SOURCE MATERIAL:
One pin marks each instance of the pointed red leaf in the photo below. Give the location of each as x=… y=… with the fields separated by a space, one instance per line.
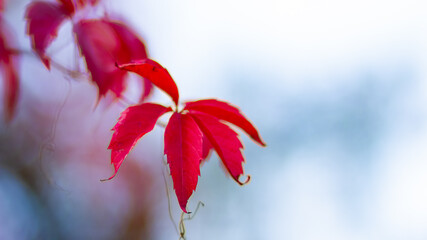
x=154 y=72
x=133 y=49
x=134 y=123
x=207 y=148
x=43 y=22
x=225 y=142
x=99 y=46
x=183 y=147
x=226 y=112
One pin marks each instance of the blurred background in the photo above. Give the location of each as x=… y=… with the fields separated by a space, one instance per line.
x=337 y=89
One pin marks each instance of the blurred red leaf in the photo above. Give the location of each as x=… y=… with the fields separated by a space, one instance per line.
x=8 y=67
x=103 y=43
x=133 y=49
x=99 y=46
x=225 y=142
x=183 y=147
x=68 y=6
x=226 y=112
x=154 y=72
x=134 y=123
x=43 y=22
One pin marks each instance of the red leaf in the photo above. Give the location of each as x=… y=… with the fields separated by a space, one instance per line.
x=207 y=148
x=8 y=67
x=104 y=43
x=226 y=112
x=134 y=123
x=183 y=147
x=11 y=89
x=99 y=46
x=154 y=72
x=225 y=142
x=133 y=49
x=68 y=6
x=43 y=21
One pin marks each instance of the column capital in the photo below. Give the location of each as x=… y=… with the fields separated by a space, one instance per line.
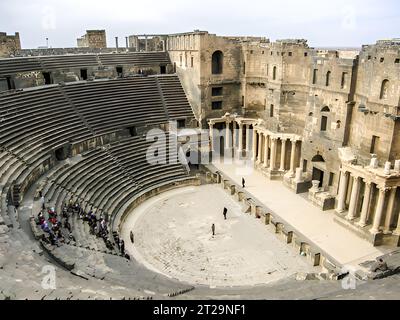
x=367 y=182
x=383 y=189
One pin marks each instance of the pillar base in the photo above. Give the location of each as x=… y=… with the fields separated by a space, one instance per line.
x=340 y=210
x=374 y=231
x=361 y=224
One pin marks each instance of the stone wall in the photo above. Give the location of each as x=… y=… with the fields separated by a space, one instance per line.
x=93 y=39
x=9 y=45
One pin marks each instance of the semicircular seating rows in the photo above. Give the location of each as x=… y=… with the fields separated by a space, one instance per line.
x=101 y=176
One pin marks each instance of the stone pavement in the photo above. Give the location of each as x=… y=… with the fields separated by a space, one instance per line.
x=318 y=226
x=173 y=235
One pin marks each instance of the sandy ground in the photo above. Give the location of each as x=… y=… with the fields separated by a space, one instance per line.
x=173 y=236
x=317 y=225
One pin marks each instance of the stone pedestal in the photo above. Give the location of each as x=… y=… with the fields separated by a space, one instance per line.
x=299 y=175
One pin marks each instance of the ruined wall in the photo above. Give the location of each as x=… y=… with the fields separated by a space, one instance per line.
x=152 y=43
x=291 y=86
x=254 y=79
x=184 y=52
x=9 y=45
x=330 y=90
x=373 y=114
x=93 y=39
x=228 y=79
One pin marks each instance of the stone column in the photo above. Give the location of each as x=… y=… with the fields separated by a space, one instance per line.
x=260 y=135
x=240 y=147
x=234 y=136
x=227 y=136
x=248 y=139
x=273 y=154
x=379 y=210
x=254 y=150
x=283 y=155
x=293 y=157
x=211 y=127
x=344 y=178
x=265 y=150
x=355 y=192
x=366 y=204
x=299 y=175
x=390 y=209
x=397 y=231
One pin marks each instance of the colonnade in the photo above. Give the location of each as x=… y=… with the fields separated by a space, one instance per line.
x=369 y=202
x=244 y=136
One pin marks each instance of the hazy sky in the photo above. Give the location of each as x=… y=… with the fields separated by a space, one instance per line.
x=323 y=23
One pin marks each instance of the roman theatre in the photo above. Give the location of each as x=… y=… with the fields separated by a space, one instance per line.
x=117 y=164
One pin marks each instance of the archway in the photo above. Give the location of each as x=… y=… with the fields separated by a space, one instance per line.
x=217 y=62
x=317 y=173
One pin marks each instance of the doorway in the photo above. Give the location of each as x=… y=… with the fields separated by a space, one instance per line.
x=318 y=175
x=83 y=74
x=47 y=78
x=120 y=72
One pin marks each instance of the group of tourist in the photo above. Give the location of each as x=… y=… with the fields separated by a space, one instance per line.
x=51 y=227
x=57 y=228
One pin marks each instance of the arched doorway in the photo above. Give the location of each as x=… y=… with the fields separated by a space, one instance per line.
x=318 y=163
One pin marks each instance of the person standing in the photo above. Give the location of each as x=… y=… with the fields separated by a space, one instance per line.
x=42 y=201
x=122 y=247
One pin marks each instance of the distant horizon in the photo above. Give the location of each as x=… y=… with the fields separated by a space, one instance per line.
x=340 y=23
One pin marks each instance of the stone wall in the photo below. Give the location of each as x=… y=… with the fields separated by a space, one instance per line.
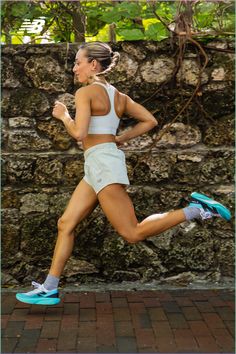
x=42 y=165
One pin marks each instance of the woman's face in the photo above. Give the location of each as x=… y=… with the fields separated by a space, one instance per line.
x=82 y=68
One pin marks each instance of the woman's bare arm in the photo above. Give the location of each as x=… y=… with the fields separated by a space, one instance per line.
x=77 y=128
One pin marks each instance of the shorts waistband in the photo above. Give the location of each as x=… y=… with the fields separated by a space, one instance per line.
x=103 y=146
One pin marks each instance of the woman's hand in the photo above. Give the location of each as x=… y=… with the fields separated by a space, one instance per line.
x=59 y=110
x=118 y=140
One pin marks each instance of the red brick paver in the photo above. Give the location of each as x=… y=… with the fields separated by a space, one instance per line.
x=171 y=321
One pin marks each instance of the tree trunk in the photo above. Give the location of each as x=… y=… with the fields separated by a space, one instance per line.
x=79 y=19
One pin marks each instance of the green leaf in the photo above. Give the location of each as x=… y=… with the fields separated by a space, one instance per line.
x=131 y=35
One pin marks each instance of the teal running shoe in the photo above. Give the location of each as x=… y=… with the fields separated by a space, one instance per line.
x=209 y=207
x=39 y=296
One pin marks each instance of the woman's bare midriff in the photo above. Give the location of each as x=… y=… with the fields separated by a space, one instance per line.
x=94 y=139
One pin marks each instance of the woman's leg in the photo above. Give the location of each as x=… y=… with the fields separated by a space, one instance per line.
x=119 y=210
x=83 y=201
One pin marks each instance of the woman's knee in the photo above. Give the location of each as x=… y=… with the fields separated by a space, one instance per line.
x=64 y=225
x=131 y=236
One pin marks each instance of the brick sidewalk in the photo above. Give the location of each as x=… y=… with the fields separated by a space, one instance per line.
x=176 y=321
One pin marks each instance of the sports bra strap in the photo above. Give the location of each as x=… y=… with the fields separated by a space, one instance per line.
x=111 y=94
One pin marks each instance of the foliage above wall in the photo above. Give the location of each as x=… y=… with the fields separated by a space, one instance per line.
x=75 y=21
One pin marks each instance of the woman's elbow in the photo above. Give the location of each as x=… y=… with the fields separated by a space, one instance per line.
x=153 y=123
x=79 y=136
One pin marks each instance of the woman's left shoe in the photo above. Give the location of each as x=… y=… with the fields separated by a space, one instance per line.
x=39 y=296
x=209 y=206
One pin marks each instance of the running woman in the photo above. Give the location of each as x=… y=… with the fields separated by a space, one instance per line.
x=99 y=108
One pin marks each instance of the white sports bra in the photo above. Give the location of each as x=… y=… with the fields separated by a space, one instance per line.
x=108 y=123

PROBLEM TO SOLVE: Without the pictures, print the records in full, exactly as they appear.

SOLVED EXERCISE:
One pin marks each instance of the pointed red leaf in the photo below. Give the location of each as x=… y=… with the fields separated by a space, one instance per line.
x=154 y=72
x=133 y=49
x=134 y=123
x=207 y=148
x=43 y=22
x=225 y=142
x=99 y=46
x=183 y=147
x=226 y=112
One pin marks each instance of the blurred background in the photo above. Give the location of each as x=… y=… with the fields separated by a space, one instance per line.
x=337 y=89
One pin marks each instance of the blurred red leaf in the photo above. Give the location of each as x=… y=… with the fields separated by a space, one instance per line.
x=8 y=67
x=103 y=43
x=133 y=49
x=99 y=46
x=225 y=142
x=183 y=147
x=68 y=6
x=226 y=112
x=154 y=72
x=134 y=123
x=43 y=22
One pin marks each instance of the red leaf in the photo above. Give the location of each as x=… y=… with the fields separated by a space, one instance per line.
x=207 y=148
x=8 y=67
x=104 y=43
x=226 y=112
x=134 y=123
x=183 y=147
x=11 y=89
x=99 y=46
x=154 y=72
x=225 y=142
x=133 y=49
x=68 y=6
x=43 y=21
One pin marks each instance of the column capital in the photo below. Give the location of each as x=… y=… with the fields separated by a space, one instance per line.
x=367 y=182
x=383 y=189
One pin marks each instance of the pillar base in the photo above. Give the location of each as x=… y=… with the fields separated by a space, one instance per line.
x=340 y=210
x=374 y=231
x=361 y=224
One pin marks each instance of the stone wall in the photo above. Give the location of each as x=… y=… with the fields separated by a space, one instance per line.
x=93 y=39
x=9 y=45
One pin marks each instance of the semicircular seating rows in the photo above. Give the location of each as x=… y=… with the fields separated by a space, one instance per line.
x=101 y=176
One pin marks each instance of the stone pavement in the photo above. Give the location of each as x=… y=… with the fields separated by a space, one instance per line.
x=318 y=226
x=173 y=235
One pin marks each instance of the sandy ground in the photo above. Give the location of each as x=… y=… with the fields separated by a space, one instance per line.
x=173 y=236
x=317 y=225
One pin marks each instance of the stone pedestal in the photo above. Give the location of each as x=… y=… with the fields separated by a space, one instance per line.
x=299 y=175
One pin marks each instance of the ruined wall in the photo above. Give the location of each as x=… y=… with the fields separated by a space, one instance per line.
x=152 y=43
x=291 y=86
x=254 y=79
x=184 y=52
x=9 y=45
x=330 y=90
x=373 y=114
x=93 y=39
x=228 y=79
One pin marks each instance of the stone column in the photo above. Give the location of each as x=… y=… with the fields separated by a space, one instance per line.
x=260 y=135
x=240 y=147
x=234 y=136
x=227 y=136
x=248 y=139
x=273 y=154
x=379 y=210
x=254 y=150
x=283 y=155
x=293 y=157
x=211 y=127
x=344 y=178
x=265 y=150
x=355 y=192
x=366 y=204
x=299 y=175
x=390 y=209
x=397 y=231
One pin marks each instance of the colonnade in the photo above. Give the location of each as x=… y=… with the fields separated by a space, one instance per line.
x=369 y=202
x=244 y=136
One pin marks each instance of the hazy sky in the photo above. Give the location of each as x=… y=… with the fields separated by a space, one instance per line.
x=323 y=23
One pin marks each instance of the roman theatre in the photo above. Give the location of each as x=… y=… with the fields separated by a space, one instance per line.
x=117 y=164
One pin marks each instance of the archway in the photo above. Give the location of each as x=… y=… with the fields separated by a space, one instance per line.
x=217 y=62
x=317 y=173
One pin marks each instance of the doorway in the photo above. Give the location of each as x=… y=… with the fields separated by a space, one instance per line.
x=318 y=175
x=83 y=74
x=47 y=78
x=120 y=72
One pin marks each instance of the group of tourist in the photo above. Give the location of each as x=… y=… with the fields separated by a space, one instance per line.
x=51 y=227
x=57 y=228
One pin marks each instance of the arched doorway in the photo above. Give the location of each as x=… y=… with the fields separated by a space, one instance per line.
x=318 y=163
One pin marks each instance of the person standing in the photo above. Give the location of each as x=… y=… with the fields separated by a space, one instance per line.
x=42 y=201
x=122 y=247
One pin marks each instance of the distant horizon in the photo above. Give the location of each as x=… y=… with the fields separated by a space, one instance per line.
x=340 y=23
One pin marks each instance of the stone wall in the photo below. Give the location of each as x=… y=… with the fields separated by a space, one instance per line.
x=42 y=165
One pin marks each instance of the woman's face in the photo above. Give the location of each as x=… y=… with the fields separated by a space, one instance per line.
x=82 y=68
One pin marks each instance of the woman's bare arm in the photo above. Give the location of each as x=… y=… with the fields separated by a space, one instance per line.
x=77 y=128
One pin marks each instance of the shorts waistband in the photo above. Give the location of each as x=… y=… with the fields separated by a space, one instance per line.
x=103 y=146
One pin marks each instance of the woman's hand in the photo above. Give the location of each as x=… y=… with the fields separated by a space, one instance per line.
x=59 y=110
x=118 y=140
One pin marks each instance of the red brick paver in the photo above. Give the location of each as x=… y=… with the fields separated by a space, one instance per line.
x=171 y=321
One pin marks each instance of the tree trunk in the photo above. Give the location of each as x=… y=… with the fields separated by a space, one instance per line.
x=79 y=19
One pin marks each instance of the green leaf in the photo above. Give the location of each as x=… y=… with the fields separated by a space, one instance per line.
x=131 y=35
One pin marks each instance of the teal running shoe in the photo above. Give the location of each as x=… y=… with the fields separated by a space, one instance per line.
x=209 y=207
x=39 y=296
One pin marks each instance of the woman's bare midriff in the photo above. Give the location of each as x=… y=… with the fields separated by a space, one instance per line.
x=94 y=139
One pin marks each instance of the woman's leg in the photo above. Give the location of each as x=… y=… with the fields separated by a space, one instance per line.
x=119 y=210
x=83 y=201
One pin marks each instance of the woman's knee in the photo above. Give the location of each as x=… y=… with the fields separated by a space, one instance per line.
x=64 y=225
x=131 y=236
One pin marks each instance of the brick sidewalk in the photo above. Give the location of each as x=… y=… with the fields separated by a space, one instance per line.
x=176 y=321
One pin marks each instance of the sports bra strap in the photo above. Give the location of each as x=… y=… with the fields separated by a space, one instance per line.
x=111 y=94
One pin marks each instance of the foliage above wall in the photo above. Give the location of each as x=… y=… with the fields separated by a space, one instance per line.
x=75 y=21
One pin marks each instance of the woman's elbow in the photo above. Give the location of each as x=… y=… with the fields separated by a space, one instance per line.
x=153 y=123
x=79 y=136
One pin marks each instance of the woman's left shoe in the photo above. Give the location of each as x=… y=… with the fields separated by a space, one instance per line.
x=39 y=296
x=209 y=206
One pin marks each instance of the running woman in the photo above. Give the location of each as x=… y=… with the fields separated by a space, one instance per line.
x=99 y=108
One pin marks each instance of the white sports bra in the photo above. Give the location of each as x=… y=… with the fields separated by a space, one instance per line.
x=108 y=123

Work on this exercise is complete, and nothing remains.